- [WHAT YOU HAVE TO DO]: Among the lines below, return each one that contains the word "branch".

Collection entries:
-*-*-
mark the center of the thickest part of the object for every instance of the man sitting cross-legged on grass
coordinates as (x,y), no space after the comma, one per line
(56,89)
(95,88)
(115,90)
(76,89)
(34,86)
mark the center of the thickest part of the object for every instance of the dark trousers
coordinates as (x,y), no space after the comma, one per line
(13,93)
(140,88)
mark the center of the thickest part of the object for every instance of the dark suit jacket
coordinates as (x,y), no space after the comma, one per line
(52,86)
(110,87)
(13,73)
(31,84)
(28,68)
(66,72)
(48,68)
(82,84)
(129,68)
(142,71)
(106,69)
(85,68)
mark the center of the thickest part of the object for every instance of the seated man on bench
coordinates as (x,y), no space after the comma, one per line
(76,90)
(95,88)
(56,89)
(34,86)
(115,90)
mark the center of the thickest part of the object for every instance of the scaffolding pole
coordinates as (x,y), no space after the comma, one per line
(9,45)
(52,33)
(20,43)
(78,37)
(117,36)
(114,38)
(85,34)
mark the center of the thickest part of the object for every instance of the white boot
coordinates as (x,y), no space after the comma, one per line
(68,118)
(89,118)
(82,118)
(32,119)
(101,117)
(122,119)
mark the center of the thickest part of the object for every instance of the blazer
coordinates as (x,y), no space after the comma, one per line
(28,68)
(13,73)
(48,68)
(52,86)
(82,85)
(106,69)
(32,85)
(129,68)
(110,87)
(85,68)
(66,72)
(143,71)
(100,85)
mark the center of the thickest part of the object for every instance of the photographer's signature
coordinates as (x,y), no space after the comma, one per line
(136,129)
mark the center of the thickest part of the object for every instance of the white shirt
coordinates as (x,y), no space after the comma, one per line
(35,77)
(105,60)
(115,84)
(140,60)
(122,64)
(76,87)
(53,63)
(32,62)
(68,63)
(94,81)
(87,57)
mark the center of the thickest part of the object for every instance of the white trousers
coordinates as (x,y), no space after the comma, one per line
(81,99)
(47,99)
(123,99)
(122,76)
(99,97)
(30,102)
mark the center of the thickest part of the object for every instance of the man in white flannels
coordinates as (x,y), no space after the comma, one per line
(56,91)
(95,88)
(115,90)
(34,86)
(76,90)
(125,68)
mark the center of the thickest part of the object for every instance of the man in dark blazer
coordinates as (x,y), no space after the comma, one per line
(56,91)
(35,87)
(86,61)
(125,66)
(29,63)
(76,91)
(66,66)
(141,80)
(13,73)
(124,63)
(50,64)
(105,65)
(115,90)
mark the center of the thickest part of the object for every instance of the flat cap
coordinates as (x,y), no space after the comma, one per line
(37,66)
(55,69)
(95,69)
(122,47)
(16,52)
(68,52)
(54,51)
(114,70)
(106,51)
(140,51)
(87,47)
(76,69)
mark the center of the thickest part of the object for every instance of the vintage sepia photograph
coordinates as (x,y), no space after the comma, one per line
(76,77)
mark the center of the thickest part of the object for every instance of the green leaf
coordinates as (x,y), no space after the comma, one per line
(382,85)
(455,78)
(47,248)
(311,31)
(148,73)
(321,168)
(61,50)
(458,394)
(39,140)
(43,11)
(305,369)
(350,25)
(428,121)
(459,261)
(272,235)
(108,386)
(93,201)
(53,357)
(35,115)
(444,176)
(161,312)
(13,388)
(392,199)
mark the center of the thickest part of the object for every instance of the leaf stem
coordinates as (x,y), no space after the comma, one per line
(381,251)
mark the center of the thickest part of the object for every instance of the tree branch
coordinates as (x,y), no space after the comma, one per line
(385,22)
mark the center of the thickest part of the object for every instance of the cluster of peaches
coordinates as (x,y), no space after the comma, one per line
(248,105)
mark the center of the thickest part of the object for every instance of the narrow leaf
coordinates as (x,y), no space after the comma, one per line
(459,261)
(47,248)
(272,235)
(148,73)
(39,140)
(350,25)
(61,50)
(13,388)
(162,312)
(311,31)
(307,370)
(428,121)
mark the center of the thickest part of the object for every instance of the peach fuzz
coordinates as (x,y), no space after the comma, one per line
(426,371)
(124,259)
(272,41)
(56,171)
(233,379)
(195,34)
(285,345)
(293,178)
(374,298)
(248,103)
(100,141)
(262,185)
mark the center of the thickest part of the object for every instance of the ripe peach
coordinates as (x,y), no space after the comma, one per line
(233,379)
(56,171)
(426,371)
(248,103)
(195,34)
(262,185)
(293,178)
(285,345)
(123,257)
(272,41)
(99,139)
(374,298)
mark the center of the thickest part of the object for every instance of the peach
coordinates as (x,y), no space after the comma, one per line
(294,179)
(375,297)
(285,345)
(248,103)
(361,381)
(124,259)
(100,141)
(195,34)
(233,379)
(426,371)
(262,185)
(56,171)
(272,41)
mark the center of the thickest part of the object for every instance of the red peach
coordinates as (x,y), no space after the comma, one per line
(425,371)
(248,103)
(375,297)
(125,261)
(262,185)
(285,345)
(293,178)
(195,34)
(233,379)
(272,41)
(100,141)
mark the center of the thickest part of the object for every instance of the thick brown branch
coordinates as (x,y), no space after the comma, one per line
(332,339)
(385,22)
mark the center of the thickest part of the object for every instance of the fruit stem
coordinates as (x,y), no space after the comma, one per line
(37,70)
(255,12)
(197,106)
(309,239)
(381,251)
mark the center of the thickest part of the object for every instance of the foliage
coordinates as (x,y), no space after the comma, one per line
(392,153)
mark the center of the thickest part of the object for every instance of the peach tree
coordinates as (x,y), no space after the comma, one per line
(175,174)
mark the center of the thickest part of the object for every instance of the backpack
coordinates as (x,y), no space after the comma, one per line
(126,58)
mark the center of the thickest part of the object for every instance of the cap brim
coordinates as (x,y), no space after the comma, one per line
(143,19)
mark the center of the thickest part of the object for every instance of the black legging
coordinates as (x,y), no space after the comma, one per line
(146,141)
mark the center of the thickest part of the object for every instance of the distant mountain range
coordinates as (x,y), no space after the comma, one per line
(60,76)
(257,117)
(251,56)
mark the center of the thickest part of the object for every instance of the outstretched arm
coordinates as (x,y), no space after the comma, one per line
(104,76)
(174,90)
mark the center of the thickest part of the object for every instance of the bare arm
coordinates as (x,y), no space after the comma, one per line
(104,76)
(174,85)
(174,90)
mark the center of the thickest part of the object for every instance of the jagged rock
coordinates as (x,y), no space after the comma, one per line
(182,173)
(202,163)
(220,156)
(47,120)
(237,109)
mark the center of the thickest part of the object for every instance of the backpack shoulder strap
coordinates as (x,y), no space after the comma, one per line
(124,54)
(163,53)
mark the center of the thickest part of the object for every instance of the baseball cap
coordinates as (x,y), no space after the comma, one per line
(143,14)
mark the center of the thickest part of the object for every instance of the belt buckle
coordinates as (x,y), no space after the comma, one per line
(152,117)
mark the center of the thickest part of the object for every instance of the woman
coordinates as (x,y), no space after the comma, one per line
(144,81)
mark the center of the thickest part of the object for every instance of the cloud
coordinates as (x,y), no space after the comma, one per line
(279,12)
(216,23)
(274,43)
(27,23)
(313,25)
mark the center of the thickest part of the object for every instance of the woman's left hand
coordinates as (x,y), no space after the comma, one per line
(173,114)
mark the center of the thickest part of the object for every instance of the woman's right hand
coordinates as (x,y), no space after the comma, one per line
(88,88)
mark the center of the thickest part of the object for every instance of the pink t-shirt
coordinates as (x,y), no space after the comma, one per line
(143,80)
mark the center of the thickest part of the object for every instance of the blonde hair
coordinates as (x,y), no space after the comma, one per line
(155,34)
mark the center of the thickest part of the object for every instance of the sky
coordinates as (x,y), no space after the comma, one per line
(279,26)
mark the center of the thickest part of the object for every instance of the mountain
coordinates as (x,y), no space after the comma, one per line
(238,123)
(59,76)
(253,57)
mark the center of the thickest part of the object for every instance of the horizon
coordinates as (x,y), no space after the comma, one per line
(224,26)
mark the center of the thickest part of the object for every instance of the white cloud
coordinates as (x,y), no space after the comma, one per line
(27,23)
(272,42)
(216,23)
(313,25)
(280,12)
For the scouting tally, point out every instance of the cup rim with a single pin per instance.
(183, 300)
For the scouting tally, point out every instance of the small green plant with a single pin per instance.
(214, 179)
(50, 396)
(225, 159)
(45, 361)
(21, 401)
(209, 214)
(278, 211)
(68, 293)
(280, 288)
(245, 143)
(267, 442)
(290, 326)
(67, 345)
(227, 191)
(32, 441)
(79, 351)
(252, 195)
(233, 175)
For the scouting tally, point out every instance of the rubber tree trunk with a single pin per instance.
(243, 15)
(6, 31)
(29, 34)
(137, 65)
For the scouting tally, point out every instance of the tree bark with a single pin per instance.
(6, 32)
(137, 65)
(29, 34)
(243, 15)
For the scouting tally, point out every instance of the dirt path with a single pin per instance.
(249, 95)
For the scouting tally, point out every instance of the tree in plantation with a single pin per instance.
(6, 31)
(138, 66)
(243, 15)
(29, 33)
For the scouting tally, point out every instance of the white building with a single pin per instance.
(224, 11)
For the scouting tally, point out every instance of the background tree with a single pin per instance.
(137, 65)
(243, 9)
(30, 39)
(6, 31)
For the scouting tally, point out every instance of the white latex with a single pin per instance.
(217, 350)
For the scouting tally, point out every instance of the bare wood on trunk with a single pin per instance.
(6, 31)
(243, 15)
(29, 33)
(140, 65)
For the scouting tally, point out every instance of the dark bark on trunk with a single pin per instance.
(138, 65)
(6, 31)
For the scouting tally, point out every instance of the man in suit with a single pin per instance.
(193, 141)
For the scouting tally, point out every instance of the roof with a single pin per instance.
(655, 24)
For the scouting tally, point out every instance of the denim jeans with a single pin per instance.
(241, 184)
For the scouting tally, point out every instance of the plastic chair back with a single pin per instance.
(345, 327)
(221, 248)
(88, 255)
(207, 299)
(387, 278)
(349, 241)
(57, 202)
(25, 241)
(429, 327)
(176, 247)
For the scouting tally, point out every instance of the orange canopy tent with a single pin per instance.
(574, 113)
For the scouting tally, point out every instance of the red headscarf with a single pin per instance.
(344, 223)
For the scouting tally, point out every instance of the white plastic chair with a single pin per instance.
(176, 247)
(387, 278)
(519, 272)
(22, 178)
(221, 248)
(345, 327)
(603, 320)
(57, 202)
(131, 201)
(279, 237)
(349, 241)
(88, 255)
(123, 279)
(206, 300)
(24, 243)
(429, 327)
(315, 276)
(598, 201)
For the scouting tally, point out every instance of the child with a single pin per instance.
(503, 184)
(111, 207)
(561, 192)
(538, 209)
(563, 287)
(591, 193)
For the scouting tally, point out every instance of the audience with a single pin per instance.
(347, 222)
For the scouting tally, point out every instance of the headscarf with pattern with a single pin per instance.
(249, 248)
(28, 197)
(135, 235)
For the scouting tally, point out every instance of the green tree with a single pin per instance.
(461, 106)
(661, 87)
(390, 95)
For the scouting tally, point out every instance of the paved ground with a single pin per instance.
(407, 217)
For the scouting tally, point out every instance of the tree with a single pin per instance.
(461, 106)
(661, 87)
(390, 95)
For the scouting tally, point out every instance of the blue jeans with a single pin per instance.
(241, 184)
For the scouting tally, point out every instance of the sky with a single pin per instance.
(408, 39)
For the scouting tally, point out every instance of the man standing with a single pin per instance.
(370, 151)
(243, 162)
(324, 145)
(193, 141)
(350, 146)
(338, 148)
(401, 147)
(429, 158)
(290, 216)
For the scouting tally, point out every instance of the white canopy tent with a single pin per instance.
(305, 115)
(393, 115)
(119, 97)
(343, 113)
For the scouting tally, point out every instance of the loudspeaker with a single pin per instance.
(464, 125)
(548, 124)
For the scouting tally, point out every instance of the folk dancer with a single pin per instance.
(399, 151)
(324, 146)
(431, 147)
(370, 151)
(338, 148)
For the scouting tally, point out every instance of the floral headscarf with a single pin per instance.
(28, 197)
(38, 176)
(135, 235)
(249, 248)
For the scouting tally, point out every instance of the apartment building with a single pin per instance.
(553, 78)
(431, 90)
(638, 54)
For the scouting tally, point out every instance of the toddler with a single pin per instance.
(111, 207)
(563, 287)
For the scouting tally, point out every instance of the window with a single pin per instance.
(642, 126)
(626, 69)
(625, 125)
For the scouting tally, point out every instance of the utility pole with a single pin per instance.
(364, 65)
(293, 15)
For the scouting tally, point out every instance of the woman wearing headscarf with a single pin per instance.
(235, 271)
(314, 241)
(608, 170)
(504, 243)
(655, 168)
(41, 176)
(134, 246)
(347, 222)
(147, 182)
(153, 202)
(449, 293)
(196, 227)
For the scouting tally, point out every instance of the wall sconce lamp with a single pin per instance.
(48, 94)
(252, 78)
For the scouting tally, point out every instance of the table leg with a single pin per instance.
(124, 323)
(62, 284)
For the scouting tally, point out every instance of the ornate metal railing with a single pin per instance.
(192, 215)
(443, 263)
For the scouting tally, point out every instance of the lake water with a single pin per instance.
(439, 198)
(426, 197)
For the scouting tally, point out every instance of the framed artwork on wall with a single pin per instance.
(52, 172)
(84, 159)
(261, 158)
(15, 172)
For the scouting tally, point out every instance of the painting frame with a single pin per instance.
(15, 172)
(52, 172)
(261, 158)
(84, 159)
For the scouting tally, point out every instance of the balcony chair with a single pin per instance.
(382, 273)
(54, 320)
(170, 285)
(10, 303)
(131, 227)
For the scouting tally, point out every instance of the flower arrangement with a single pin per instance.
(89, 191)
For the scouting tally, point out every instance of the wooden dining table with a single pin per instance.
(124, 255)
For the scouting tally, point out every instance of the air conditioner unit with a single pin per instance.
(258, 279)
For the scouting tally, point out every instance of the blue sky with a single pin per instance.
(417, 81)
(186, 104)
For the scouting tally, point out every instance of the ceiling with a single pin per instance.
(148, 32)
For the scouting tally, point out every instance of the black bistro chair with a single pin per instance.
-*-*-
- [RESPONSE AREA]:
mark the center of the thickest part of the object for every instance of the tree branch
mark the center of the thickest part of the object for every instance of the thick brown branch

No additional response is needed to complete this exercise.